• [TASK STATEMENT]
Answer these from the passage on Indonesia's tsunami response below:
(a) How many Indonesians did the 2004 Indian Ocean tsunami kill?
(b) Within what time was the all-clear issued on Thursday?
(c) How did BNPB describe its initial reports?

• [SELECTED PASSAGE]

◇ ◇ ◇ ◇ ◇ ◇ ◇

Indonesia has significantly improved its earthquake and tsunami response systems since the 2004 Indian Ocean tsunami, which killed more than 170,000 Indonesians — the highest national death toll of any country in that catastrophe. The country rebuilt its warning infrastructure and expanded BMKG's monitoring capacity through successive administrations.

On Thursday, the system largely functioned as designed. Tsunami warnings were issued within minutes, coastal cities were urged to evacuate, and regional authorities activated emergency protocols. The PTWC's rapid coordination with BMKG allowed for updated threat assessments as real-time wave data came in, and the all-clear was issued within two hours.

What remains structurally difficult is the challenge of rapid damage assessment across Indonesia's 17,000-plus islands. Remote villages in the North Maluku and North Sulawesi regions may not have communications infrastructure capable of relaying damage reports quickly. BNPB acknowledged Thursday that its initial reports reflected a "partial picture," with assessments continuing in multiple areas.

◇ ◇ ◇ ◇ ◇ ◇ ◇

• [Data items]
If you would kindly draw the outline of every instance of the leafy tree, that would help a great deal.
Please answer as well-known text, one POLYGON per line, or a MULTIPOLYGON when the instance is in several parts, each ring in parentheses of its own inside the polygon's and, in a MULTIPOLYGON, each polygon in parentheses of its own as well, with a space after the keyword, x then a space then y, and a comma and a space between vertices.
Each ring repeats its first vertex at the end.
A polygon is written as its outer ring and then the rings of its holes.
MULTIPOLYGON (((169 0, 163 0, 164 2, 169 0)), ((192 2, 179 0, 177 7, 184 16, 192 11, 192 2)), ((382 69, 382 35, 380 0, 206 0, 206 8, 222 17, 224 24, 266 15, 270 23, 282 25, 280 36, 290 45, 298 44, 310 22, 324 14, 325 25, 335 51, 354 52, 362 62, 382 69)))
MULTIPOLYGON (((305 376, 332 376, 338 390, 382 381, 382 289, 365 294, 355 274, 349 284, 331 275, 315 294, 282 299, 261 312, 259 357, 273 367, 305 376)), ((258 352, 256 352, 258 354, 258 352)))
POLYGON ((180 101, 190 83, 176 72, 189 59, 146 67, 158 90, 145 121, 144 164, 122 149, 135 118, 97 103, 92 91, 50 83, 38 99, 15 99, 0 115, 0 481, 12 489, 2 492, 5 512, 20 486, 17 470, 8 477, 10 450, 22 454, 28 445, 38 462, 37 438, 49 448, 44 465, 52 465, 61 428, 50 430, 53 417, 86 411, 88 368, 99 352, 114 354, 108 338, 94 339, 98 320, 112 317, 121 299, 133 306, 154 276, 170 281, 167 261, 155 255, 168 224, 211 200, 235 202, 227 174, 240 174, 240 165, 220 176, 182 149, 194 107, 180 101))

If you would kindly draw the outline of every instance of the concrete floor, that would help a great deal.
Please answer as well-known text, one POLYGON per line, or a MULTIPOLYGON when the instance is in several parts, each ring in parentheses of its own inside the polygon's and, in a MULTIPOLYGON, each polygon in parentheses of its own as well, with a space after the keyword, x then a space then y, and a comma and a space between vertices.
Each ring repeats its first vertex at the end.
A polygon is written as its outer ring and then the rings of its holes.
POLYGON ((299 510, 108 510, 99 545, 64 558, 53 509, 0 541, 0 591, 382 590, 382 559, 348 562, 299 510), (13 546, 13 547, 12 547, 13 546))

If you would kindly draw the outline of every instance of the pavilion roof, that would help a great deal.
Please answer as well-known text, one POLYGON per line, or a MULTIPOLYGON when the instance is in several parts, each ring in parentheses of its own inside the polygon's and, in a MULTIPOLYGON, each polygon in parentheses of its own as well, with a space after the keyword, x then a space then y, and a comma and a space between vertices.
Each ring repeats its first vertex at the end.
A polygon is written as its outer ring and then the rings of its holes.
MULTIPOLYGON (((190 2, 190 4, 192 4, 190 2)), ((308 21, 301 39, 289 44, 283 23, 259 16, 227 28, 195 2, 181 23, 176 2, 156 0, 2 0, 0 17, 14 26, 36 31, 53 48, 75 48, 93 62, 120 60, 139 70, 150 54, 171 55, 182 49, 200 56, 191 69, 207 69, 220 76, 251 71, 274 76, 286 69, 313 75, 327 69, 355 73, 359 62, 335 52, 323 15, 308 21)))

◇ ◇ ◇ ◇ ◇ ◇ ◇

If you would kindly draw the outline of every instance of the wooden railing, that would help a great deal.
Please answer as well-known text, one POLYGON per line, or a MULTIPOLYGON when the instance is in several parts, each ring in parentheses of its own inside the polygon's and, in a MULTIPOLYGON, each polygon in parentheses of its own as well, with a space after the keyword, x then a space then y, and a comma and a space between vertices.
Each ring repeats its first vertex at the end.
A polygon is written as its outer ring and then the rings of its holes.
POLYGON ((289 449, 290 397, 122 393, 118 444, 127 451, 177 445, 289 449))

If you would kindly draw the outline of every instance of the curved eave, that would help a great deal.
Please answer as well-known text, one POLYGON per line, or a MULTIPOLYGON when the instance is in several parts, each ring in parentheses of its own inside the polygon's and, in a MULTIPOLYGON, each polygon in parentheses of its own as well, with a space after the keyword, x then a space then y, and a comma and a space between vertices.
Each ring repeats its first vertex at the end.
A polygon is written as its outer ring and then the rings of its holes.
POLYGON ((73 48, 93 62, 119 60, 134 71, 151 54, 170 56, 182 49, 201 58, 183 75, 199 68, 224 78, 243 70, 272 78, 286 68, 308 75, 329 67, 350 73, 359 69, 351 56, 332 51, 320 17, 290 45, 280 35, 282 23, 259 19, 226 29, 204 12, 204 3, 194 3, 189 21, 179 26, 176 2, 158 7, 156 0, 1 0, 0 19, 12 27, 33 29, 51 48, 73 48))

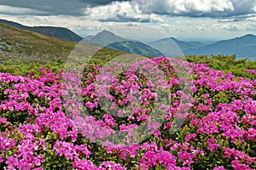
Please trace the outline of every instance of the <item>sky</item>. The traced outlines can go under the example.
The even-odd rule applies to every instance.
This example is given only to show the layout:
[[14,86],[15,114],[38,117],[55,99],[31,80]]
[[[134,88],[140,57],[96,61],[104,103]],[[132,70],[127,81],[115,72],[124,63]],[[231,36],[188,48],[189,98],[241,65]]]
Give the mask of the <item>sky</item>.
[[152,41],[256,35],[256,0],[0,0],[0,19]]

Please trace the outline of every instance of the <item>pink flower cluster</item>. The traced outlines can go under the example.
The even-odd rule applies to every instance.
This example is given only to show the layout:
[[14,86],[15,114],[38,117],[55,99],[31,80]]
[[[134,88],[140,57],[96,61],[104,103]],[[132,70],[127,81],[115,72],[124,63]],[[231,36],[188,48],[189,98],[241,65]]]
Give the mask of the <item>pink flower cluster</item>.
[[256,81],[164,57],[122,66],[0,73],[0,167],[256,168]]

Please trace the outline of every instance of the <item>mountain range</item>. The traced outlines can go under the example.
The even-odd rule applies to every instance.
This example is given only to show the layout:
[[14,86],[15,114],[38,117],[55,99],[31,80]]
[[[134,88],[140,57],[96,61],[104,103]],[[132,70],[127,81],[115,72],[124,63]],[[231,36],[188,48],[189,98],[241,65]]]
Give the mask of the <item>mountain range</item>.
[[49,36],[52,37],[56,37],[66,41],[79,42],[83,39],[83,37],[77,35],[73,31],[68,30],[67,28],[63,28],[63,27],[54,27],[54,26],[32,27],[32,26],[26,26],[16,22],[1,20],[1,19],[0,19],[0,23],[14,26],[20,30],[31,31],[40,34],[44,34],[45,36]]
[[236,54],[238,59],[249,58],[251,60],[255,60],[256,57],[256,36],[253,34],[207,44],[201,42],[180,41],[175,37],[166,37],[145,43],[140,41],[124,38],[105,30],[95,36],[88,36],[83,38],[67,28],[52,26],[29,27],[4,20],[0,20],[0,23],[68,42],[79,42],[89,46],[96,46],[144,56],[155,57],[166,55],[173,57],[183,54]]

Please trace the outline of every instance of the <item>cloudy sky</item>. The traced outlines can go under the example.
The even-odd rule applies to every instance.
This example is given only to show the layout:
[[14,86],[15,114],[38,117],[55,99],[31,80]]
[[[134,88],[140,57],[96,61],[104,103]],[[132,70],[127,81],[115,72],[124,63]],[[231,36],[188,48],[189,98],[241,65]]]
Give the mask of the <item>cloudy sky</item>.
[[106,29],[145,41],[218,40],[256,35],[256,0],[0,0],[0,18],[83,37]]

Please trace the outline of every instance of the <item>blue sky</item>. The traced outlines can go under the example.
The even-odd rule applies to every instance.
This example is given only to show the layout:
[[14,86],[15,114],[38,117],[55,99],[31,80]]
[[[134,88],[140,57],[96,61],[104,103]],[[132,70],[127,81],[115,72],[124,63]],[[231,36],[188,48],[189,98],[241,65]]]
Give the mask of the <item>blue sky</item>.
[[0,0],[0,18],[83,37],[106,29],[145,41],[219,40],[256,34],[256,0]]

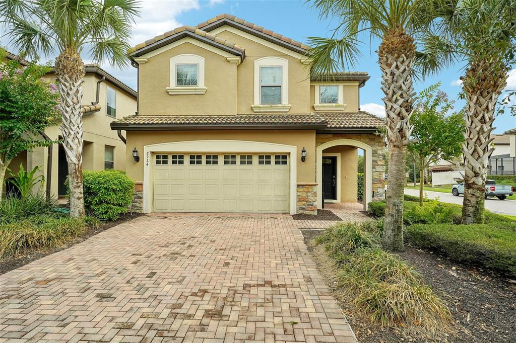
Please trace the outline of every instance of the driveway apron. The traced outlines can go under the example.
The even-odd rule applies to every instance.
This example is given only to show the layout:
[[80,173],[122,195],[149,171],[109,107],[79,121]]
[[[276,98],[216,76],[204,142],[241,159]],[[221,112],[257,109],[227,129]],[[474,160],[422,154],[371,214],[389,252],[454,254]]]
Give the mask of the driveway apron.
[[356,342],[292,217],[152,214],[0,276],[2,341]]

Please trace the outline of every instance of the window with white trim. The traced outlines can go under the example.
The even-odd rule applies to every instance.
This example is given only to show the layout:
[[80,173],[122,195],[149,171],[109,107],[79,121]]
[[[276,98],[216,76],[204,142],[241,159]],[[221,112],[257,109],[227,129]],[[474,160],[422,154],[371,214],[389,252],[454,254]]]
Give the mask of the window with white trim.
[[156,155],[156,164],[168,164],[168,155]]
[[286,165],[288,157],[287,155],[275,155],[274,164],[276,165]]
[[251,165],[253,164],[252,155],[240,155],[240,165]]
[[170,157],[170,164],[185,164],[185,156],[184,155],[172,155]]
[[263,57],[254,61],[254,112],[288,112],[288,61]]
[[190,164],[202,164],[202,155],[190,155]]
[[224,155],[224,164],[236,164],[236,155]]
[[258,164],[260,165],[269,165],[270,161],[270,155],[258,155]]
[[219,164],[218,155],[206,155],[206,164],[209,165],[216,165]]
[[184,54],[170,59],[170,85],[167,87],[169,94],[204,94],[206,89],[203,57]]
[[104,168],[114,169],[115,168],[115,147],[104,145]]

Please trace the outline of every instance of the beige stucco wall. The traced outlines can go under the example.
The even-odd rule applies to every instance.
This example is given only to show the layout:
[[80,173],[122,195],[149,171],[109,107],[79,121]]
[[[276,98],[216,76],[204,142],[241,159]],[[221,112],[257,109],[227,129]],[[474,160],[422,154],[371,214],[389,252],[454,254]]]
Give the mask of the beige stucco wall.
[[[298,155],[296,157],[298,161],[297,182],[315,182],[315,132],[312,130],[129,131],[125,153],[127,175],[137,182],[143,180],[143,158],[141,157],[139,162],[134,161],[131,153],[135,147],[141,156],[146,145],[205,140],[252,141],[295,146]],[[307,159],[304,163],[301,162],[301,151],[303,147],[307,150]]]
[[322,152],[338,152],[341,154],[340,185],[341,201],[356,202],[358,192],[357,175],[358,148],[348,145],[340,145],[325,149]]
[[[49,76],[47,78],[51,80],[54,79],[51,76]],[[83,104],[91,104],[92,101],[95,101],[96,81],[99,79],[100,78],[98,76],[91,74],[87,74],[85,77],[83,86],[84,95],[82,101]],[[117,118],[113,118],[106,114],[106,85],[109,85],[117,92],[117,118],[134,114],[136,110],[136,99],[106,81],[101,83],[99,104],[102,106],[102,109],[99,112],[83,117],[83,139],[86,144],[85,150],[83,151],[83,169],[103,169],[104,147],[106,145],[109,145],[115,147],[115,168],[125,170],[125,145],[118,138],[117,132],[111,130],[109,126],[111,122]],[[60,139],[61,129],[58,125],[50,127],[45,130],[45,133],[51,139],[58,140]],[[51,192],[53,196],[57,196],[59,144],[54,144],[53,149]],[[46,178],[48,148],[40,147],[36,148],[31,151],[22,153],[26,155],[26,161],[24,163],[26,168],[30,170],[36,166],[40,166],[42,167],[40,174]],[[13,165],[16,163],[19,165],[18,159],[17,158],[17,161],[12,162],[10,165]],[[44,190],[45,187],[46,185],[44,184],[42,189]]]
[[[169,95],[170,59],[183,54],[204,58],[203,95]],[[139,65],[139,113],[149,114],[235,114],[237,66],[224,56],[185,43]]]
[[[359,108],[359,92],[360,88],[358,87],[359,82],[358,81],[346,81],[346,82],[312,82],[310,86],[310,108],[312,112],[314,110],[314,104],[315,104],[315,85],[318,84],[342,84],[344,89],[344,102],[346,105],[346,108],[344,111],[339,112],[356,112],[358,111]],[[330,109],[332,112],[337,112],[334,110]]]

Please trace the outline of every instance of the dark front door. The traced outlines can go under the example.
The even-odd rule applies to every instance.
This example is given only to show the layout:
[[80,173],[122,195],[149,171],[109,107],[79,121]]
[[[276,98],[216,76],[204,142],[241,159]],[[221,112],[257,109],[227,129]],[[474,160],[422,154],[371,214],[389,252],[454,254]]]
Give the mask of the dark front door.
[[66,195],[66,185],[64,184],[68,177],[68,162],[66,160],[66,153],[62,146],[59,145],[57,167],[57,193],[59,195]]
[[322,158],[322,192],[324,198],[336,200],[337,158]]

◇ ◇ ◇ ◇ ◇ ◇ ◇

• [PROBLEM SOLUTION]
(a) More than 170,000.
(b) Within two hours.
(c) As a "partial picture."